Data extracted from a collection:
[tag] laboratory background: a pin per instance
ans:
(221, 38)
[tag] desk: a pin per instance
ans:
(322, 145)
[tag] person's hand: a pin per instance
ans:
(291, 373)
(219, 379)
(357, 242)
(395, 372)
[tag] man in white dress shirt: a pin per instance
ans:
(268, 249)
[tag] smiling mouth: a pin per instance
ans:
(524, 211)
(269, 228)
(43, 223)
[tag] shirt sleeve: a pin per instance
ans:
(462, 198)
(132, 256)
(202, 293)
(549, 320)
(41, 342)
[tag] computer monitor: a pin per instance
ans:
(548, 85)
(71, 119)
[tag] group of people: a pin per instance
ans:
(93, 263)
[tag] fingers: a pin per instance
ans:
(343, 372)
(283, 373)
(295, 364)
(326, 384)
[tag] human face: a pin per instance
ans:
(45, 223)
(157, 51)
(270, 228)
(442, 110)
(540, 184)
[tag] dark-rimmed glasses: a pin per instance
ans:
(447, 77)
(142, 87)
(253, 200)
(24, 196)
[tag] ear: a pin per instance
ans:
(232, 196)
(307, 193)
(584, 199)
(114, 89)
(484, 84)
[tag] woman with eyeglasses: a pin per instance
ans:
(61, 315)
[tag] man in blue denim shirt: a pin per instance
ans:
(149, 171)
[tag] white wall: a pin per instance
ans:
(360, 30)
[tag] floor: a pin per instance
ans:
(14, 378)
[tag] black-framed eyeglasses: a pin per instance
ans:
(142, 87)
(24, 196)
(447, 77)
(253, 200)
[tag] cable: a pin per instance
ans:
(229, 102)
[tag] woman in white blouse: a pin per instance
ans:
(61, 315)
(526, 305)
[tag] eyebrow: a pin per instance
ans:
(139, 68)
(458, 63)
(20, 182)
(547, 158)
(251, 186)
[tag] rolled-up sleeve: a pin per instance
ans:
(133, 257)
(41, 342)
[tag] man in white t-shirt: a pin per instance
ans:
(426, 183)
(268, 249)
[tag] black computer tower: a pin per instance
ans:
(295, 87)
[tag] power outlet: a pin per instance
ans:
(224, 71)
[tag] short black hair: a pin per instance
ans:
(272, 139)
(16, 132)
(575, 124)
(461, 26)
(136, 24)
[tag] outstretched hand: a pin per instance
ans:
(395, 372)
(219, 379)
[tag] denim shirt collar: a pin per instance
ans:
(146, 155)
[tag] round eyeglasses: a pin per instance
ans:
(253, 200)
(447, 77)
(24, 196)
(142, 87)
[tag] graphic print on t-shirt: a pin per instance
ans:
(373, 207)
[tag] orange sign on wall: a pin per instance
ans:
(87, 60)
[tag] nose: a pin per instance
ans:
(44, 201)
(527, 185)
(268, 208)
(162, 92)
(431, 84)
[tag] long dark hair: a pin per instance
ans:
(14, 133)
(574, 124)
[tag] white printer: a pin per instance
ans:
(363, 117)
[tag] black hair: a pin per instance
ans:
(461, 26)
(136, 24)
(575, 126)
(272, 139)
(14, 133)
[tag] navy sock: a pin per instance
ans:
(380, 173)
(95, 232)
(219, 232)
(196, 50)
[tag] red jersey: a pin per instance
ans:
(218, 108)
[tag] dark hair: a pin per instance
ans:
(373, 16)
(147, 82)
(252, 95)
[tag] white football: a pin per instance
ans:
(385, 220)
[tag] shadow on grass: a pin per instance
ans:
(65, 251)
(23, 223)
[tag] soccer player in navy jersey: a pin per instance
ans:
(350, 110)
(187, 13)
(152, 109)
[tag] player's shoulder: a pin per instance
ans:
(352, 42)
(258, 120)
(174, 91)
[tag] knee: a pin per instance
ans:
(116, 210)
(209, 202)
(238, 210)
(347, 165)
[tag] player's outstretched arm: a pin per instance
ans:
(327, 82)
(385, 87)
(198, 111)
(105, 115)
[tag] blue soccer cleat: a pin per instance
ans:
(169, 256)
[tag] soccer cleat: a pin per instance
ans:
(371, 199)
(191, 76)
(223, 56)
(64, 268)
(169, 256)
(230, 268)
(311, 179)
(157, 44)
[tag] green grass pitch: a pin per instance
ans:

### STATED TASK
Please give back all of the records exactly as written.

### REPLY
[tag] laboratory background: a pin per instance
ans:
(221, 38)
[tag] desk: a pin per instance
ans:
(322, 145)
[tag] person's hand: a pin per instance
ans:
(291, 373)
(219, 379)
(357, 242)
(395, 372)
[tag] man in white dress shirt: a pin per instance
ans:
(268, 249)
[tag] smiling mouth: a pin per instance
ans:
(524, 211)
(269, 228)
(43, 223)
[tag] shirt sleeve: a pin per instance
ans:
(462, 198)
(132, 256)
(202, 293)
(549, 320)
(41, 342)
[tag] computer monitor: a pin per instance
ans:
(548, 85)
(71, 119)
[tag] group of people: a pin per instance
ans:
(93, 263)
[tag] fingers: a pin per instance
ans:
(343, 372)
(283, 373)
(295, 364)
(326, 384)
[tag] human face: a pin per instance
ans:
(45, 223)
(157, 51)
(270, 228)
(442, 110)
(540, 184)
[tag] dark-rimmed glasses: a pin per instance
ans:
(447, 77)
(142, 87)
(253, 200)
(24, 196)
[tag] ear: a pin per instance
ans:
(232, 196)
(307, 193)
(584, 199)
(114, 89)
(484, 84)
[tag] woman with eyeglasses: a pin per instance
ans:
(61, 315)
[tag] man in blue denim shirt: a pin per instance
ans:
(149, 171)
[tag] white wall: a pin per instance
ans:
(360, 30)
[tag] floor: a pin per instance
ans:
(14, 378)
[tag] black-framed eyeglasses: a pin per instance
ans:
(142, 87)
(24, 196)
(447, 77)
(253, 200)
[tag] cable: a pin per instance
ans:
(229, 102)
[tag] woman in white blouse: a pin per instance
ans:
(61, 315)
(526, 305)
[tag] eyebrow: a pin per instance
ans:
(139, 68)
(458, 63)
(20, 182)
(547, 158)
(251, 186)
[tag] rolled-up sleeve: a pin per instance
ans:
(133, 257)
(41, 342)
[tag] man in white t-shirt: a pin per instance
ans:
(426, 183)
(268, 249)
[tag] black computer tower: a pin per instance
ans:
(295, 87)
[tag] power outlet: a pin per instance
ans:
(224, 71)
[tag] short black hair: a pin per instance
ans:
(272, 139)
(16, 132)
(575, 124)
(461, 26)
(136, 24)
[tag] outstretched hand: a pin per instance
ans:
(395, 372)
(219, 379)
[tag] denim shirt collar: a pin per instance
ans:
(146, 155)
[tag] round eyeglasses: a pin per instance
ans:
(253, 200)
(447, 77)
(24, 196)
(142, 87)
[tag] graphic print on t-shirt: a pin per instance
ans:
(373, 207)
[tag] orange sign on wall: a pin per instance
ans:
(87, 60)
[tag] nose: a pin per instance
ans:
(44, 201)
(527, 185)
(268, 208)
(162, 92)
(431, 84)
[tag] long dark hair: a pin per instance
ans:
(14, 133)
(574, 124)
[tag] white printer: a pin per instance
ans:
(363, 117)
[tag] black hair: a pin per instance
ans:
(461, 26)
(136, 24)
(575, 126)
(272, 139)
(14, 133)
[tag] navy sock: a pin per instance
ans:
(380, 173)
(95, 232)
(219, 232)
(196, 50)
[tag] red jersey: a pin per instance
ans:
(218, 108)
[tag] dark hair: a pin per instance
ans:
(373, 16)
(147, 82)
(252, 95)
[tag] white football: a pin per instance
ans:
(385, 220)
[tag] shadow on grass: a pin per instance
ans:
(65, 251)
(23, 223)
[tag] soccer player in navy jersey: a pin per instance
ans:
(350, 110)
(187, 13)
(152, 109)
[tag] player's shoulder: a pin per instance
ans:
(352, 42)
(258, 120)
(174, 91)
[tag] knee: a pin per instance
ans:
(116, 210)
(209, 202)
(238, 210)
(347, 165)
[tag] player's outstretched arm: a pin per instance
ans:
(327, 82)
(385, 87)
(198, 111)
(105, 115)
[tag] blue soccer cleat: a pin per instance
ans:
(169, 256)
[tag] soccer cleat: a pin per instance
ans:
(371, 199)
(191, 76)
(223, 56)
(64, 268)
(169, 256)
(230, 268)
(311, 179)
(157, 44)
[tag] green grass pitch: a pin per instance
ans:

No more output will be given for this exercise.